***** Text block *****

Personal information
- Born: December 11, 1970 (age 55) Portland, Oregon, U.S.
- Listed height: 6 ft 3 in (1.91 m)
- Listed weight: 211 lb (96 kg)

Career information
- Position: Quarterback (No. 13)
- High school: Lakeridge (Lake Oswego, Oregon)
- College: Idaho (1989–1993)
- NFL draft: 1994: 4th round, 116th overall pick

Career history

Playing
- New Orleans Saints (1994–1997); Denver Broncos (1998)*; Indianapolis Colts (1998); Chicago Bears (1999)*; BC Lions (2000);
- * Offseason and/or practice squad member only

Coaching
- BC Lions (2001) Quarterbacks coach; Ottawa Renegades (2002) Quarterbacks coach; Michigan State (2003–2005) Quarterbacks coach; St. Louis Rams (2006–2007) Quarterbacks coach; Fresno State (2008) Offensive coordinator & quarterbacks coach; Washington (2009–2011) Offensive coordinator & quarterbacks coach; Alabama (2012–2013) Offensive coordinator & quarterbacks coach; Michigan (2014) Offensive coordinator & quarterbacks coach; Florida (2015–2017) Offensive coordinator & quarterbacks coach; Dallas Cowboys (2018–2019) Tight ends coach; Dallas Cowboys (2020–2022) Quarterbacks coach; Los Angeles Chargers (2023) Quarterbacks coach; Philadelphia Eagles (2024) Quarterbacks coach; New Orleans Saints (2025–present) Offensive coordinator;

Awards and highlights
- As a player: Grey Cup champion (2000); Walter Payton Award (1993); As a coach: Super Bowl champion (LIX); BCS national champion (2012);

Career NFL statistics
- Passing attempts: 82
- Passing completions: 46
- Completion percentage: 56.1%
- TD–INT: 1–4
- Passing yards: 455
- Passer rating: 25.6
- Stats at Pro Football Reference
- Coaching profile at Pro Football Reference

= Doug Nussmeier =

American football player and coach (born 1970)

***** Entries supplied *****

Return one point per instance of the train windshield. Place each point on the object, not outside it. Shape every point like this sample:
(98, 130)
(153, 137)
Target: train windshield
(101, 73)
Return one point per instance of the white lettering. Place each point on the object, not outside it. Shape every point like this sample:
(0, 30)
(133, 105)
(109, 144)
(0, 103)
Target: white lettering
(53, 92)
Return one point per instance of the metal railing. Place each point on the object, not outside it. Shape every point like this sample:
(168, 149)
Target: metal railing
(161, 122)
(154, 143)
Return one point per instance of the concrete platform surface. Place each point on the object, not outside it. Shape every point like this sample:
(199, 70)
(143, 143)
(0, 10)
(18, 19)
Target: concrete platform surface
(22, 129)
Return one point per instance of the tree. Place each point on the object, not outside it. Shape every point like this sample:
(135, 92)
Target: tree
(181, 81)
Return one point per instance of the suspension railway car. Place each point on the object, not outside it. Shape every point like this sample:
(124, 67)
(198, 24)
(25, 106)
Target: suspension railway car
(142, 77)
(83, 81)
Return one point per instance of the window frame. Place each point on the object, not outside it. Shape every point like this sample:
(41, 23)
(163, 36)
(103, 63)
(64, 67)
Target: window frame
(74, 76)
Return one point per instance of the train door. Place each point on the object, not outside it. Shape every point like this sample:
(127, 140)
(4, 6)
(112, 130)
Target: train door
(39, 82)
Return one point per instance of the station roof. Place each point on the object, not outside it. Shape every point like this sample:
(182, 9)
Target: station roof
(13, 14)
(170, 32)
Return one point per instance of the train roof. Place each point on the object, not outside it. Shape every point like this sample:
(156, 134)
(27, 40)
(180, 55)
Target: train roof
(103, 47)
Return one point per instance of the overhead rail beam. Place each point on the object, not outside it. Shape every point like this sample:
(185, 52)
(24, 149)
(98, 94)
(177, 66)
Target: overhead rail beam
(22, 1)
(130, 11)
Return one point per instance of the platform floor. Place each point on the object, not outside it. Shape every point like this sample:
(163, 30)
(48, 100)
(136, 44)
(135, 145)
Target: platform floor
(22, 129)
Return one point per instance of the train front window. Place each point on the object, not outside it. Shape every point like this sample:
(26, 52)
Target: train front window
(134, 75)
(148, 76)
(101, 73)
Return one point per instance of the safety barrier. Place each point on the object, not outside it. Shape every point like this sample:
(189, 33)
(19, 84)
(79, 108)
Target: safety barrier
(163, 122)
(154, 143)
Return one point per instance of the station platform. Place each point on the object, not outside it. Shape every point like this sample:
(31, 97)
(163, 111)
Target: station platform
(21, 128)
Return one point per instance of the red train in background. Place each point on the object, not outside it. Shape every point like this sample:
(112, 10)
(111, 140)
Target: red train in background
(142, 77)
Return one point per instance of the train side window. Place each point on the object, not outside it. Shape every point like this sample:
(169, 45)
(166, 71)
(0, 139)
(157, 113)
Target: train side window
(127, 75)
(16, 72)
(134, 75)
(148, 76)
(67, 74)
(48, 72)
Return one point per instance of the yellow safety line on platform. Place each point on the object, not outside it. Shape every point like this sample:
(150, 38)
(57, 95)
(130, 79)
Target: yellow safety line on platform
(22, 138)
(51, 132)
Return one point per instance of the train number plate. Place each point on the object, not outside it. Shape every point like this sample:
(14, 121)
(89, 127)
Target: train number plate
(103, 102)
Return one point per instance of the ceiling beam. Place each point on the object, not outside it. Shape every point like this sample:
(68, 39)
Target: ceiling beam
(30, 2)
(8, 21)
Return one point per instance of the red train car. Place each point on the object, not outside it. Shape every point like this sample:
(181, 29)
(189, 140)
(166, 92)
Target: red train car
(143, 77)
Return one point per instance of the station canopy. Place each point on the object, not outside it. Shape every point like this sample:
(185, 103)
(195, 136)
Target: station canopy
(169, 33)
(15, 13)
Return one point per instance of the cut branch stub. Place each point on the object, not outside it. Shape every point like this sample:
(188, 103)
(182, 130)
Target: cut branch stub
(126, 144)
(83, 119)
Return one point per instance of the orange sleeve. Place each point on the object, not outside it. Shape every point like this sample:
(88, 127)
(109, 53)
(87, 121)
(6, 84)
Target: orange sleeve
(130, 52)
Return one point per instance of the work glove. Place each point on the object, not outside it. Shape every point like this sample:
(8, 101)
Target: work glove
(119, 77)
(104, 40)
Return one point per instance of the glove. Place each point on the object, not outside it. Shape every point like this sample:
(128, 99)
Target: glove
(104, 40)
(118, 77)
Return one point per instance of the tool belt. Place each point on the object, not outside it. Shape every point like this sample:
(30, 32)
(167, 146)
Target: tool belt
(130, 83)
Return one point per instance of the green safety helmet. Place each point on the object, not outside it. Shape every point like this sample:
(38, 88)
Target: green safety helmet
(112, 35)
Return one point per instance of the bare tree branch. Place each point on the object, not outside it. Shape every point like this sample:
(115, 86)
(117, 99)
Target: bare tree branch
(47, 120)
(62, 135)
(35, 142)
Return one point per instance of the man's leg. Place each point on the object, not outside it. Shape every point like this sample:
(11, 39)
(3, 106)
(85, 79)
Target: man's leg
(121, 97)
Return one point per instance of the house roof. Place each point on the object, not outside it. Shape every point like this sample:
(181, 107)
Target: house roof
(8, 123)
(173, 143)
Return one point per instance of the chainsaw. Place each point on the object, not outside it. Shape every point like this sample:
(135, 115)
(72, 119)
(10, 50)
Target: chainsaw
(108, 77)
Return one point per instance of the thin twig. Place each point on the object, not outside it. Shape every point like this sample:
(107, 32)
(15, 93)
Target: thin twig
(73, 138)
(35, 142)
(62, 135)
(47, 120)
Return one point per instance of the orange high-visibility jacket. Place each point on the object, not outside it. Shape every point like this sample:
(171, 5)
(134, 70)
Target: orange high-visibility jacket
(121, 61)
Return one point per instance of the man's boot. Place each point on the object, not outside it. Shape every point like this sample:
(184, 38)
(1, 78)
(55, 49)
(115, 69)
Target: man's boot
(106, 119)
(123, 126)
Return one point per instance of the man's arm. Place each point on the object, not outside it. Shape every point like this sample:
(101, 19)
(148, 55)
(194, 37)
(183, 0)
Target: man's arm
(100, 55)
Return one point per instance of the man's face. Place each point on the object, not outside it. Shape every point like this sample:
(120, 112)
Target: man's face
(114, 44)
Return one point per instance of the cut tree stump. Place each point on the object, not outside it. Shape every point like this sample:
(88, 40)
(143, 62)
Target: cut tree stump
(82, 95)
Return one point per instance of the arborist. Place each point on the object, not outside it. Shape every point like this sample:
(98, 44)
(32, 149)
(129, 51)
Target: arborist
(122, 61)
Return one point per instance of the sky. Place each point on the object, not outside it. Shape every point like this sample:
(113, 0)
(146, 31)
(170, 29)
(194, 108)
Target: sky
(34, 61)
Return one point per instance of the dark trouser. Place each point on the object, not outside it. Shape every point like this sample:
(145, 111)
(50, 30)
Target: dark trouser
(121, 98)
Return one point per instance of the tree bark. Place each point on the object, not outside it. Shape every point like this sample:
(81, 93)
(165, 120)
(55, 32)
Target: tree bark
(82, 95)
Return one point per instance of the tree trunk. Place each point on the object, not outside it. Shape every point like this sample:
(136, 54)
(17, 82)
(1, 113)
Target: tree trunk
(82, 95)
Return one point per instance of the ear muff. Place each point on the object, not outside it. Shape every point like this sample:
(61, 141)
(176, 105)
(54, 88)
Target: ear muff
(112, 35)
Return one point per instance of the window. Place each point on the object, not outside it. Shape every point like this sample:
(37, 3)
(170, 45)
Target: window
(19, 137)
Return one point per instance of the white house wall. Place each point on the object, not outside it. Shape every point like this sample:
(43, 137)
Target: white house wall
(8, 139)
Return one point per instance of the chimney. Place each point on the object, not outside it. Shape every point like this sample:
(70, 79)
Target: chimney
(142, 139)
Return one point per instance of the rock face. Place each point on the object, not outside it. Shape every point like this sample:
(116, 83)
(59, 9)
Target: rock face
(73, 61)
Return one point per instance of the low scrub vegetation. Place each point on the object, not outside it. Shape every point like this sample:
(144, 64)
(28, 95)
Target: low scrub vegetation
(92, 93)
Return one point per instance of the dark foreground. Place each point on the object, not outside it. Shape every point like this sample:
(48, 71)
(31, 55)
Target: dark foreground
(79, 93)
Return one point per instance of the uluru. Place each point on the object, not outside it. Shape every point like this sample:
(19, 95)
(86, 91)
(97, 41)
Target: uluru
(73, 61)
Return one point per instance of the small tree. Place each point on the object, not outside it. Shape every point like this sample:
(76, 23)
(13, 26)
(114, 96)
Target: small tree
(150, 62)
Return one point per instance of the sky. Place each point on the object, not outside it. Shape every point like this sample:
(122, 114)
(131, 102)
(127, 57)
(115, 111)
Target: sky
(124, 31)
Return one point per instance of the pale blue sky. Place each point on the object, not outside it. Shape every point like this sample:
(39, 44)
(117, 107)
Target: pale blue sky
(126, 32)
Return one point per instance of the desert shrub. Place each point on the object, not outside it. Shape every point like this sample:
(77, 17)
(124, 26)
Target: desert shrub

*****

= What this exercise asks =
1 > In the Doug Nussmeier profile, what award did he win as a player in 1993?
2 > Pick up the Doug Nussmeier profile after its last line and keep writing it.

= Responses per task =
1 > The Walter Payton Award.

2 >
Douglas Keith Nussmeier (born December 11, 1970) is an American professional football coach and former quarterback who is the offensive coordinator for the New Orleans Saints of the National Football League (NFL). Nussmeier played college football for the Idaho Vandals football, winning the Walter Payton Award as the most outstanding offensive player in NCAA Division I-AA. He was selected by the New Orleans Saints in the fourth round of the 1994 NFL draft. He finished his playing career with the CFL's BC Lions. Prior to joining the Saints’ coaching staff, he served as the quarterbacks coach for the Philadelphia Eagles.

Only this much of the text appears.